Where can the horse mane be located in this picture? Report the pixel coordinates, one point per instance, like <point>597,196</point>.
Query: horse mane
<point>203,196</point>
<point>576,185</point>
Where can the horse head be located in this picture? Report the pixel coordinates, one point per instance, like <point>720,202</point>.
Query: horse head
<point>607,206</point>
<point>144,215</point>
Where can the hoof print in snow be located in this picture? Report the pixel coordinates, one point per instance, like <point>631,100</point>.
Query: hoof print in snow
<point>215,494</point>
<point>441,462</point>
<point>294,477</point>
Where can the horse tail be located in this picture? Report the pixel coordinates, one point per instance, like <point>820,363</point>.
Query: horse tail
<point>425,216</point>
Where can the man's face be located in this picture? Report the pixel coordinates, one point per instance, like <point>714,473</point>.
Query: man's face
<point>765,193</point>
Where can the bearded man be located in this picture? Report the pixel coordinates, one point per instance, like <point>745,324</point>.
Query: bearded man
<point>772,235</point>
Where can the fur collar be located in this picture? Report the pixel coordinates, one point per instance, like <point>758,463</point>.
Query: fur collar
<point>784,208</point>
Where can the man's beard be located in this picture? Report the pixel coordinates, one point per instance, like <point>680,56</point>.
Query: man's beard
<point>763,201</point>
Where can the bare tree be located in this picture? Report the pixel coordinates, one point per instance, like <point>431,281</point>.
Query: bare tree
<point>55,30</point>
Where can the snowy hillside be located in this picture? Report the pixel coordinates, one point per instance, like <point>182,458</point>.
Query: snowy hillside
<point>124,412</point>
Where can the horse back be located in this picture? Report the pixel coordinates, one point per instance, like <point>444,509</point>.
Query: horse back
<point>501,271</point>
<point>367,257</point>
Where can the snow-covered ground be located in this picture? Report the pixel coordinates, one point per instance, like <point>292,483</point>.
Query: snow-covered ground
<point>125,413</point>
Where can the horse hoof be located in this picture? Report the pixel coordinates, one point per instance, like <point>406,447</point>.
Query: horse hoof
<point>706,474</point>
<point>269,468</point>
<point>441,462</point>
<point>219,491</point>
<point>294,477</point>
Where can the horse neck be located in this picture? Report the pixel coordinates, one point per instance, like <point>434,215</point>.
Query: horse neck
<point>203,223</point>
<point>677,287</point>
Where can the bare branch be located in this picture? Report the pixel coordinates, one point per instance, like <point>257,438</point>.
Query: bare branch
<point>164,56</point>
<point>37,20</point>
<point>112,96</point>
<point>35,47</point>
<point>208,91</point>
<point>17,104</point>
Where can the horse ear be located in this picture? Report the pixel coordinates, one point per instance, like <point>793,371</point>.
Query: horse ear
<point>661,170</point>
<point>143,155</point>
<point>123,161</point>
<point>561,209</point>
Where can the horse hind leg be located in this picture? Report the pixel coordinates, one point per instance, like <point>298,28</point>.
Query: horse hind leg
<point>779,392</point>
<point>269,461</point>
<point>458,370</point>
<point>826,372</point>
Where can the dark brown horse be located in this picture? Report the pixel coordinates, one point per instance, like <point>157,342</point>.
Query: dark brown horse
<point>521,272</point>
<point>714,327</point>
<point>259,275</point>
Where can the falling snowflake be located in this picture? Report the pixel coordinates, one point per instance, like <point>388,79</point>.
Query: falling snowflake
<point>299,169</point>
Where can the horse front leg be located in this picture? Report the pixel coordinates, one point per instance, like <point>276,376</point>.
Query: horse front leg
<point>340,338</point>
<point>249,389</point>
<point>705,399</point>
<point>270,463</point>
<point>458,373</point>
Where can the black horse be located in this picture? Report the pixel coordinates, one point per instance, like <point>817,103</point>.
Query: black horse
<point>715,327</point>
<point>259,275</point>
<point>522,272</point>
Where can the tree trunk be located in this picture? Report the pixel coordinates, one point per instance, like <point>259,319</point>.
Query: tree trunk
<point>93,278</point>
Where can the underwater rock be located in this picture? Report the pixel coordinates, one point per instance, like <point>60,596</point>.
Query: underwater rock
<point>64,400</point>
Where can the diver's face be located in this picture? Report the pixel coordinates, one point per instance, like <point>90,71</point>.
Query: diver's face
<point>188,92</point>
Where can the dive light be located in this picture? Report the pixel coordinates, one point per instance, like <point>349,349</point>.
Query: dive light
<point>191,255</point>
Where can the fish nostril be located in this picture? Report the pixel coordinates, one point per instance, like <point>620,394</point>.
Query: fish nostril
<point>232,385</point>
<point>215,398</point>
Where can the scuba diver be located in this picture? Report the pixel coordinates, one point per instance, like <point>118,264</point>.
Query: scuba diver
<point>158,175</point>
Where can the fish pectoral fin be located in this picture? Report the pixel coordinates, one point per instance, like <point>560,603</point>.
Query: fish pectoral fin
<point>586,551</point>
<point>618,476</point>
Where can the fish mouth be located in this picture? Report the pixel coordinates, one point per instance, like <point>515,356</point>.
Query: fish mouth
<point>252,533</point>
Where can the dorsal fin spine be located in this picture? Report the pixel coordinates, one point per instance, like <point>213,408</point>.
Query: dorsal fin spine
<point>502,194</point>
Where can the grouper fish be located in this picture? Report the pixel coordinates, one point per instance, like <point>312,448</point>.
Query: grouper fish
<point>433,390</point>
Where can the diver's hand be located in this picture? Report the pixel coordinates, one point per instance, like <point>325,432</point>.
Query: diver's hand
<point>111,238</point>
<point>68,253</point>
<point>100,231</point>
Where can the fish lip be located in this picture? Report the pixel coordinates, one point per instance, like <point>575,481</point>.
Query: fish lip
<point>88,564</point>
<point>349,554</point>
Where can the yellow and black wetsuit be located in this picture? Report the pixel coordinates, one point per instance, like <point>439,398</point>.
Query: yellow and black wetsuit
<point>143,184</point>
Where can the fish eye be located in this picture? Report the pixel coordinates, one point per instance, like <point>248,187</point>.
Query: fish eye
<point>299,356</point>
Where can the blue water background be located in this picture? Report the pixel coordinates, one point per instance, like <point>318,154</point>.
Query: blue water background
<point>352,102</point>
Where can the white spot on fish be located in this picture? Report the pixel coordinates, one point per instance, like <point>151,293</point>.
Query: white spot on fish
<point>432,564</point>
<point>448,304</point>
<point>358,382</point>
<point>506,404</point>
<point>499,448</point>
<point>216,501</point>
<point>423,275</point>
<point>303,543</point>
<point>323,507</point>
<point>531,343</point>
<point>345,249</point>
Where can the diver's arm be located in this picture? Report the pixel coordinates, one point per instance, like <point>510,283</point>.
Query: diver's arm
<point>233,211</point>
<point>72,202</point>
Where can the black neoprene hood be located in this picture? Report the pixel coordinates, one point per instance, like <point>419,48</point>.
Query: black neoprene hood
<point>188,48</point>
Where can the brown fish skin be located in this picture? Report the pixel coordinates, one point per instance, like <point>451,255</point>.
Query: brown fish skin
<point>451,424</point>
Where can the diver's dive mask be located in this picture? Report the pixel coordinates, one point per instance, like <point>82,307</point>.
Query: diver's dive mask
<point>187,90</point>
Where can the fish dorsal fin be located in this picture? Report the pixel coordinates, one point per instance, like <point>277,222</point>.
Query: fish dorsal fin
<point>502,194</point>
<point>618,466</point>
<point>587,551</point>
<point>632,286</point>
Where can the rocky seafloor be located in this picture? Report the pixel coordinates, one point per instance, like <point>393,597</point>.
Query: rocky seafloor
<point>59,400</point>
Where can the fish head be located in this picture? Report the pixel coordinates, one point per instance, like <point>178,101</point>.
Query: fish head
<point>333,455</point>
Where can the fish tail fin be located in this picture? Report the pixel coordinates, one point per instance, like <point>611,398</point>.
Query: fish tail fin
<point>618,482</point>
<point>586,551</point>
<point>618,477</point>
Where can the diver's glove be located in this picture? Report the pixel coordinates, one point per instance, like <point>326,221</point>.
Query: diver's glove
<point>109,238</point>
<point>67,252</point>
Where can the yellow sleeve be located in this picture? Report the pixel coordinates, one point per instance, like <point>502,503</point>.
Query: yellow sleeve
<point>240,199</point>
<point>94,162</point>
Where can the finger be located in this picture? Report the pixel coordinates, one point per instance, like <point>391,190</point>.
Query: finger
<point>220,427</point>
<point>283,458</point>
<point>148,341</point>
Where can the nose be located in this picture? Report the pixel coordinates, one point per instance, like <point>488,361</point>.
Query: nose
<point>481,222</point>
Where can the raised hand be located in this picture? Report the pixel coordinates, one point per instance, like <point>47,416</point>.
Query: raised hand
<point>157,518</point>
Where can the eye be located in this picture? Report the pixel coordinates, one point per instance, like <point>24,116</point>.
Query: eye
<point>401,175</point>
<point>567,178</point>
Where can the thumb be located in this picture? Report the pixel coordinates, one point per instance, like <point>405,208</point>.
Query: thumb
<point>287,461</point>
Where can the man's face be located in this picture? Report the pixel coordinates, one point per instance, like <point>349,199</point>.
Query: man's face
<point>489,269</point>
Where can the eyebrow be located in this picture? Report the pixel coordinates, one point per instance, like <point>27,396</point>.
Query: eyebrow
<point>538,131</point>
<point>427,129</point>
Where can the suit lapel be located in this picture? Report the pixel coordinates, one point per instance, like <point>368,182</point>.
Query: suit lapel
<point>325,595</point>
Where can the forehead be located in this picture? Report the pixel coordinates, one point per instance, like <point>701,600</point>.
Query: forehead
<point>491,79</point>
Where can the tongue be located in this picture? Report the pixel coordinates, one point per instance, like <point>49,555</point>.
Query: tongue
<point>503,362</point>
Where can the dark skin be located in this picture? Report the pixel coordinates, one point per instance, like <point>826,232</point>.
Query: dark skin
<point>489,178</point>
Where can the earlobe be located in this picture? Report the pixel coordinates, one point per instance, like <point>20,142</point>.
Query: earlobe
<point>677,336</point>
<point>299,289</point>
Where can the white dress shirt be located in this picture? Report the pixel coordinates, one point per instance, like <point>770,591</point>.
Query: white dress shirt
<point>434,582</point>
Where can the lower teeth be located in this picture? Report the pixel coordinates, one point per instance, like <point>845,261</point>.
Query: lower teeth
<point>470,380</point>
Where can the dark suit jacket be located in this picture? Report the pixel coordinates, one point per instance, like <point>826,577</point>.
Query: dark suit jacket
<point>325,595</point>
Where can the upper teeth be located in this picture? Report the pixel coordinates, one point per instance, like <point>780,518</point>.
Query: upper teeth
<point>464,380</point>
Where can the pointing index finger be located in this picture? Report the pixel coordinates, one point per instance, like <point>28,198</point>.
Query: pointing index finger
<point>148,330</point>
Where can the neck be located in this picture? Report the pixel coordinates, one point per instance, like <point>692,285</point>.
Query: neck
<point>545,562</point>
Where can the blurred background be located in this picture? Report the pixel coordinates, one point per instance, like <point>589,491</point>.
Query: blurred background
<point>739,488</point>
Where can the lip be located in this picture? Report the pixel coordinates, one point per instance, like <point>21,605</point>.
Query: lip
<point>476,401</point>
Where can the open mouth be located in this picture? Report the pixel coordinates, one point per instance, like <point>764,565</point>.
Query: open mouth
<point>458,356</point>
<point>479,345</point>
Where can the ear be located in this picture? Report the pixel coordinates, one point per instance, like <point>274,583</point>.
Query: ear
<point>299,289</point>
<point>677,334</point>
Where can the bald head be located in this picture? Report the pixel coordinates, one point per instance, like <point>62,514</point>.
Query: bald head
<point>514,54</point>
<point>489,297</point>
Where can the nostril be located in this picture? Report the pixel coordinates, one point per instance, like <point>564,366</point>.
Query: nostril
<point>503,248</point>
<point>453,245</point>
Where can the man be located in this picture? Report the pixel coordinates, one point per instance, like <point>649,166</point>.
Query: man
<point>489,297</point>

++++++++++

*REQUIREMENT*.
The line with "Where can the horse head" is the last to include; transcribe exactly every line from the top of the material above down to it.

*WRITTEN SOLUTION*.
Where can the horse mane be located in this picture? Report the pixel coordinates, one point per instance, like <point>597,196</point>.
Query: horse mane
<point>203,196</point>
<point>576,185</point>
Where can the horse head be located in this picture? Report the pixel coordinates, one point per instance, like <point>720,202</point>.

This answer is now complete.